* WHAT IS REQUIRED:
The records below are to be copied exactly, with every picture left out.

* RECORDS:
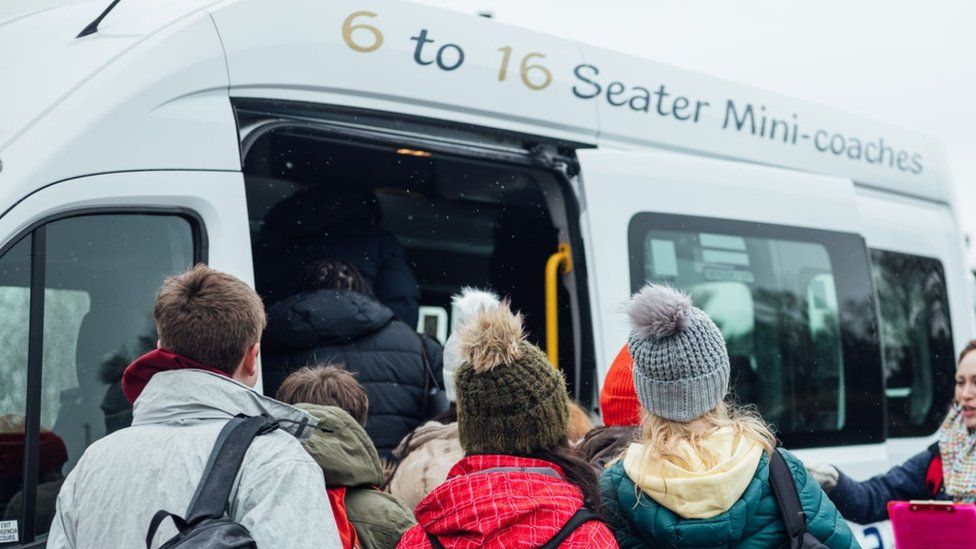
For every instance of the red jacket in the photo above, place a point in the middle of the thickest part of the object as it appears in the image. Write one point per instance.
(502, 510)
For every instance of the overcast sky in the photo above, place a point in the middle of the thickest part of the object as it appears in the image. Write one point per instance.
(909, 63)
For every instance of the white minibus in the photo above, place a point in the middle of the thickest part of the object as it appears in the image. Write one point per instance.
(139, 140)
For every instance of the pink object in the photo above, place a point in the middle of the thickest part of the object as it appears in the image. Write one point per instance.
(931, 524)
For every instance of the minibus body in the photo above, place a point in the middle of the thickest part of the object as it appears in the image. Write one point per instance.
(825, 246)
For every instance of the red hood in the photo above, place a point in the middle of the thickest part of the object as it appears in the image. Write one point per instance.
(52, 454)
(138, 374)
(498, 510)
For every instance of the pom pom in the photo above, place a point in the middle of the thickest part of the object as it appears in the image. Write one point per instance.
(658, 311)
(492, 338)
(470, 302)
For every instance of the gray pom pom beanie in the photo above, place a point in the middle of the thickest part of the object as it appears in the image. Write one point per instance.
(681, 365)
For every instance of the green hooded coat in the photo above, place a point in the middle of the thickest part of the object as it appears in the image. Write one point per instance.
(348, 458)
(751, 522)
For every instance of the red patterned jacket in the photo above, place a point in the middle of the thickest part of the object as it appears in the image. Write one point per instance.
(502, 510)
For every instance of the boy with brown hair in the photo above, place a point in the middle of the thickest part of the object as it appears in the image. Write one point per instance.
(352, 467)
(200, 376)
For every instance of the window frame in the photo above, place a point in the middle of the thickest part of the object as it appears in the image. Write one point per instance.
(941, 402)
(860, 344)
(35, 334)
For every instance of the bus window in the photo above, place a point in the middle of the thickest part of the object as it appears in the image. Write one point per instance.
(15, 301)
(100, 273)
(916, 334)
(793, 329)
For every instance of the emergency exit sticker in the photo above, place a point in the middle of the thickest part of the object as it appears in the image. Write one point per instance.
(9, 532)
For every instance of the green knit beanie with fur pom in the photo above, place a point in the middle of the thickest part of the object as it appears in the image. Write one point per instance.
(510, 400)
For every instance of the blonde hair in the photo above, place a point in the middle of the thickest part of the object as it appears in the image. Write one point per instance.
(661, 436)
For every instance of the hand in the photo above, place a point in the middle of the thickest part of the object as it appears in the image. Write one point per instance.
(825, 474)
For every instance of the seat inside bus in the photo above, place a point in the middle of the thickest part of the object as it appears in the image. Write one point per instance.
(460, 222)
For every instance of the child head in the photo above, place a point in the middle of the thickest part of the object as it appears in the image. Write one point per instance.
(326, 386)
(212, 318)
(333, 275)
(681, 375)
(510, 400)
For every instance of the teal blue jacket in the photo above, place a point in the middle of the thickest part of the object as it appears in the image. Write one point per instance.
(752, 521)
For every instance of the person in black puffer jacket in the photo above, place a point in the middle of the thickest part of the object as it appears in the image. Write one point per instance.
(336, 320)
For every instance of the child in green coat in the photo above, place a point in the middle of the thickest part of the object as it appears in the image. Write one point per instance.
(699, 476)
(367, 517)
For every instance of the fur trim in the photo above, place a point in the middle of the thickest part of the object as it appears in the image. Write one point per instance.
(492, 338)
(469, 302)
(658, 311)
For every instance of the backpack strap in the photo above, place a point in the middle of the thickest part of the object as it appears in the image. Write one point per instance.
(581, 517)
(547, 471)
(783, 486)
(212, 495)
(934, 475)
(158, 519)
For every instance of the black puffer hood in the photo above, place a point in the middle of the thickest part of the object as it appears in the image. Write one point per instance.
(324, 317)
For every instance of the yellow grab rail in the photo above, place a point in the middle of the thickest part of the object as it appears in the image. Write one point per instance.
(561, 261)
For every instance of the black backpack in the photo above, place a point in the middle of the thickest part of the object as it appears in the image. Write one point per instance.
(205, 525)
(788, 502)
(581, 517)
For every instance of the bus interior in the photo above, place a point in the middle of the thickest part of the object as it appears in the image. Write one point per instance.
(463, 219)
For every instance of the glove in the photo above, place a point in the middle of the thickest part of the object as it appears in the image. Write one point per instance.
(825, 474)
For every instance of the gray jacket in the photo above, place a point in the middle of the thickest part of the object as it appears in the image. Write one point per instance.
(121, 481)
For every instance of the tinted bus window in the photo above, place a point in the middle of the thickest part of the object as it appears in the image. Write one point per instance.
(99, 274)
(916, 334)
(797, 312)
(15, 303)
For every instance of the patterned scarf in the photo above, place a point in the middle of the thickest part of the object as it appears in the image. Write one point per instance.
(958, 448)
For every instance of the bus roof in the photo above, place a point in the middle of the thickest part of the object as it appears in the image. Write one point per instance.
(420, 60)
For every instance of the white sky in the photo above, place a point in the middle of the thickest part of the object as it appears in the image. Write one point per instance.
(904, 62)
(908, 63)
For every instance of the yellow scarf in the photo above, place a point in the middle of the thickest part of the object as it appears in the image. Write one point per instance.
(686, 485)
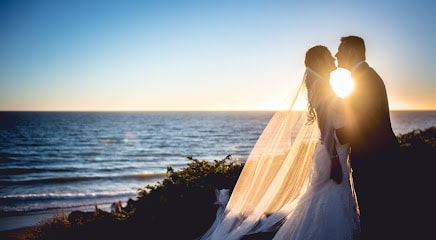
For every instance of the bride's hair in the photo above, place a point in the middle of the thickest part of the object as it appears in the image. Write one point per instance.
(314, 61)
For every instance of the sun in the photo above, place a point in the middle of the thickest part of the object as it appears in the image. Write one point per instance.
(341, 82)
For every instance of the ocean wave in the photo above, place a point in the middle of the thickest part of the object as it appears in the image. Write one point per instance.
(57, 180)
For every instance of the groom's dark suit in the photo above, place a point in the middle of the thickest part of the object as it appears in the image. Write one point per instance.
(374, 149)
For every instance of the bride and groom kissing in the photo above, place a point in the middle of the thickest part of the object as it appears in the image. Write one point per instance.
(324, 174)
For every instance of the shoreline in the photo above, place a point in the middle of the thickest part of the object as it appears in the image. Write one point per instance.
(22, 233)
(31, 219)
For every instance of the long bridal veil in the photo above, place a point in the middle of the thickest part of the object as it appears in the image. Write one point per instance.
(274, 175)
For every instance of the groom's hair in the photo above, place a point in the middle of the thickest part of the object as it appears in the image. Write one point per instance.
(355, 42)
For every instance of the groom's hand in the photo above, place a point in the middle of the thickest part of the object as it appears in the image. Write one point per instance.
(336, 170)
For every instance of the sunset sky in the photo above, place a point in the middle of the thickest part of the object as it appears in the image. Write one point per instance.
(202, 55)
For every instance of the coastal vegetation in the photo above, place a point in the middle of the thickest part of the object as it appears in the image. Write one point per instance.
(181, 206)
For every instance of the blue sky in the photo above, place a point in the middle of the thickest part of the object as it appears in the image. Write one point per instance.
(201, 55)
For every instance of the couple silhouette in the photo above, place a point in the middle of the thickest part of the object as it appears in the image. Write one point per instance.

* PROBLEM SOLUTION:
For every instance of the red jacket in the photo above, place a point in the middle of the thickest part of the object as it appears in the image. Write one point per instance.
(502, 510)
For every instance of the overcast sky in the photo above, place a point in the middle of the thickest part of the object as it appears in the image. Write one point per instance.
(909, 63)
For every instance of the white minibus in the photo above, place a point in the middle of the thickest part of the object as it appears in the image. Write one point per instance.
(139, 140)
For every instance of the pink object in the photo above, place a point in the middle of the thickest part of the object as it appears in the image. Write one point per instance.
(931, 524)
For every instance of the minibus body in the photo above, place a point in the middle of the thickest part of the object as it appears in the image. Write one point per instance.
(825, 246)
For every instance of the red hood in the photo above, place a point in the middle of the thickest part of the object as it appears in the image. Write one point per instance.
(52, 454)
(138, 374)
(498, 510)
For every instance of the pom pom in the photo above, place a point in the middle of the thickest part of the object as it appears in the image. Write one point per instance.
(658, 311)
(492, 338)
(470, 302)
For every instance of the gray pom pom beanie in the photo above, place a point in the middle of the thickest part of the object as it appears in the image. Write one point per instance.
(681, 365)
For every instance of the green hooded coat in the photo above, place a point in the middle of the thickest part of the object as it appears in the image. Write one point per instance.
(348, 458)
(751, 522)
For every instance of the red patterned jacket in the photo above, place a point in the middle of the thickest part of the object as it appears in the image. Write one point per instance.
(502, 510)
For every instance of the boy with brown hair in the photo above, place a point in the middle of the thickest part of the object as it appears in the image. Write one point per instance.
(352, 467)
(200, 376)
For every instance of the window frame in the photo above, place a point in the middle of the thickest part of the object as it appears in the image. Write one point per instance.
(941, 402)
(860, 344)
(35, 334)
For every instance of the bus window in the photo above, place a point in the middle of the thickest part of the object as it appears in the image. Write one point per instance.
(15, 301)
(100, 273)
(916, 334)
(793, 329)
For every instance of the emergency exit sticker in the photo above, place a point in the middle of the thickest part of the object as it appears in the image. Write one point per instance.
(9, 532)
For every instance of the green knit beanie with fur pom in the photo above, place a point in the middle of the thickest part of the object as it appears in the image. Write one point per instance.
(510, 400)
For every instance of the blonde hair in the photo above, place a point in the middle of the thickest part of the object as it appears in the image. Write one point per instance.
(661, 436)
For every instance of the hand in the photo above, place a point in the middle of the thickest part of the object as it appears in the image. Write one point per instance.
(825, 474)
For every instance of the seat inside bus in the photo above, place a point in the middle of the thickest part of the object as it appears in the image. Write one point per instance.
(460, 222)
For every instance of the child head in the photo above, place a point in the middle of the thickest part of the object as it appears in the image. Write one point per instance.
(326, 386)
(212, 318)
(333, 275)
(681, 375)
(510, 400)
For every instance of the teal blue jacket in the photo above, place a point in the middle of the thickest part of the object as it appears in the image. Write one point per instance.
(752, 521)
For every instance of the person in black puffer jacket in the photo above, place a point in the middle of the thickest part of the object as it appears in the image. Write one point per instance.
(336, 320)
For every instance of the child in green coat in the photo above, place a point in the middle of the thickest part of the object as it appears in the image. Write one point per instance.
(699, 476)
(367, 517)
For every instance of the fur trim in the photo above, place a point in the middle of the thickest part of the object as it appears in the image. Write one point per instance.
(492, 338)
(469, 302)
(658, 311)
For every instance of the backpack strap in the photo above, place a point in the middle of the thickest part of the object as it appears in the image. Write one point per instance.
(581, 517)
(547, 471)
(783, 486)
(212, 495)
(934, 475)
(158, 519)
For every instance of the black puffer hood in the photo above, place a point in the middle of the thickest part of the object as it appears in the image. Write one point per instance.
(324, 317)
For every instance of the yellow grab rail in the photo above, place a point in the middle of the thickest part of the object as it appears in the image. Write one point per instance.
(561, 261)
For every instance of the black backpack in the photo above, place a point in the middle of the thickest part of the object as it appears in the image. Write one point per instance.
(205, 525)
(788, 502)
(581, 517)
For every instance of the bus interior in the photo above, place a point in the middle of the thickest part of the object as it appears in the image. Write one point per instance.
(463, 219)
For every instance of the glove in the photo above, place a point in the middle of the thickest part of the object as it appears in the image. Write one point per instance.
(825, 474)
For every instance of the gray jacket in the photo above, place a point in the middle of the thickest part of the object as it appears in the image. Write one point per instance.
(121, 481)
For every instance of the tinted bus window in the photo above, place a point in the middle of the thickest part of the object as it appears in the image. Write one point per instance.
(99, 274)
(916, 334)
(797, 312)
(15, 303)
For every instance of the patterned scarf in the photo above, place a point in the middle of the thickest part of the object as it appears in the image. Write one point per instance.
(958, 448)
For every instance of the bus roof in the photo above, place a point in the middle of the thickest part of the object as it appears in the image. Write one point per instance.
(420, 60)
For every instance of the white sky in the photo above, place a point in the middle of the thickest part of the object as it appears in the image. Write one point per instance.
(904, 62)
(908, 63)
For every instance of the yellow scarf in the photo above, place a point in the middle of the thickest part of the object as it appears in the image. Write one point per instance.
(686, 485)
For every instance of the bride's hair in the photo above, place a point in the middle of the thickest part of the object as it appears in the image. Write one point per instance.
(314, 61)
For every instance of the sun in the photo above, place a point in the middle of the thickest part of the object as it appears in the image. Write one point per instance.
(341, 82)
For every instance of the ocean wave in the photo above, place a point in the middle of the thickest part of the object as it appears in the image. Write one point per instance.
(57, 180)
For every instance of the groom's dark suit in the photo above, place a point in the middle of the thickest part of the object as it appears in the image. Write one point per instance.
(374, 149)
For every instance of the bride and groom kissing in the photo above, place a point in the middle of the thickest part of the object as it appears in the image. Write one point per instance.
(324, 174)
For every instance of the shoreline in the photo above, place a point in the middle of the thickest part of the object as it appears in the image. Write one point per instance.
(22, 233)
(31, 219)
For every instance of the long bridal veil in the photo above, place a point in the middle of the thickest part of the object as it appears in the image. Write one point per instance.
(274, 175)
For every instance of the groom's hair in the photo above, place a point in the middle of the thickest part of the object as it appears in the image. Write one point per instance.
(355, 42)
For every instance of the groom's hand in the photo above, place a point in the middle of the thickest part of the object as it appears in the image. Write one point per instance.
(336, 170)
For every instance of the sunset sky in the photo above, place a point in the middle of the thickest part of the object as it appears in the image. Write one point per instance.
(202, 55)
For every instance of the coastal vegetation in the photo above, place a point in the middle of the thickest part of the object as it appears in the image. Write one point per instance.
(181, 206)
For every instance of the blue sky in the photo above, place a point in the middle of the thickest part of the object as it appears in the image. Write one point per instance.
(201, 55)
For every instance of the couple silhouette in the photo above, place a point in the middle of the thickest part of the object as it appears in the image. Write one point per instance.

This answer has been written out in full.